Work order:
Give back the line below containing "Phrase: distant shoreline" and every later line, exactly.

Data section:
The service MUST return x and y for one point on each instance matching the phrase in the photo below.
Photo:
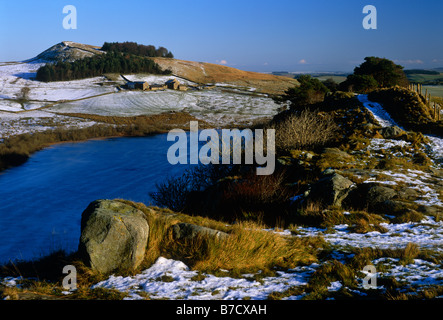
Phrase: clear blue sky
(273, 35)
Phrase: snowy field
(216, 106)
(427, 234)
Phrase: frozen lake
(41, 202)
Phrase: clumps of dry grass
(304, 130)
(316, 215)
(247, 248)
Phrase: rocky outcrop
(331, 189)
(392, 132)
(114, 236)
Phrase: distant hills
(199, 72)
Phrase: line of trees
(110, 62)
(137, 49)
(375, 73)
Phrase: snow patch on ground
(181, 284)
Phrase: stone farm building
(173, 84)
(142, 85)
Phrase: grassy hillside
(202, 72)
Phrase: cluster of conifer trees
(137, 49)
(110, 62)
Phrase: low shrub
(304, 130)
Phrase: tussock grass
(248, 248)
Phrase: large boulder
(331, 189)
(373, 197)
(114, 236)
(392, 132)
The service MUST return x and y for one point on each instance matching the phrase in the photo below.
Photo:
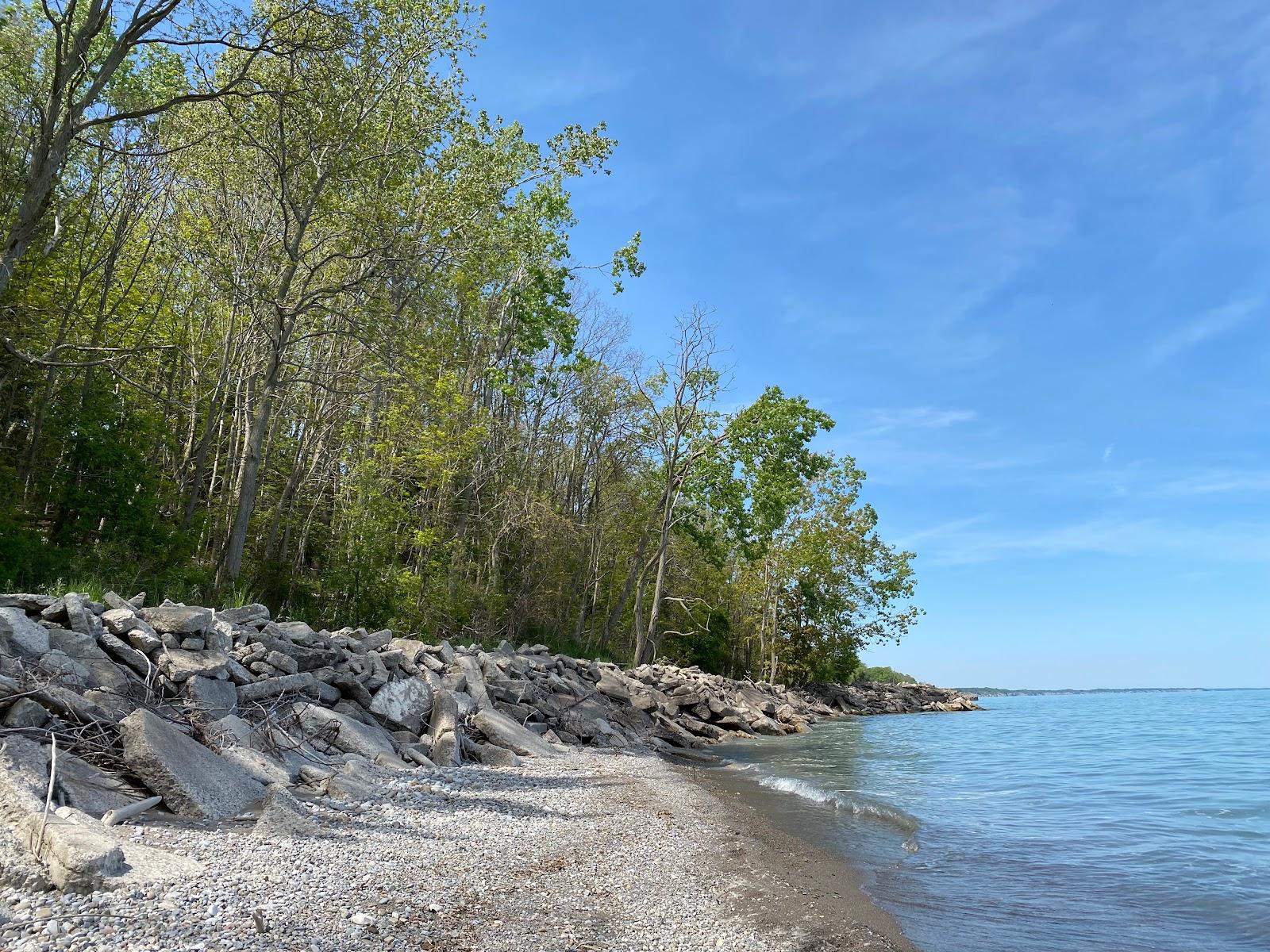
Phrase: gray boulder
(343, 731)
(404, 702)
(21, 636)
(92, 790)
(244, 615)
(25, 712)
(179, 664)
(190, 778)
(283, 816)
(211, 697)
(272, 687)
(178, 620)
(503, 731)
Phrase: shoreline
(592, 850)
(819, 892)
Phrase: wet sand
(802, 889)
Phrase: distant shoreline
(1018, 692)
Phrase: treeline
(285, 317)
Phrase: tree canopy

Response for this exercise:
Phrase: distant shoreline
(1018, 692)
Phrase: treeline
(285, 317)
Phrase: tree canopy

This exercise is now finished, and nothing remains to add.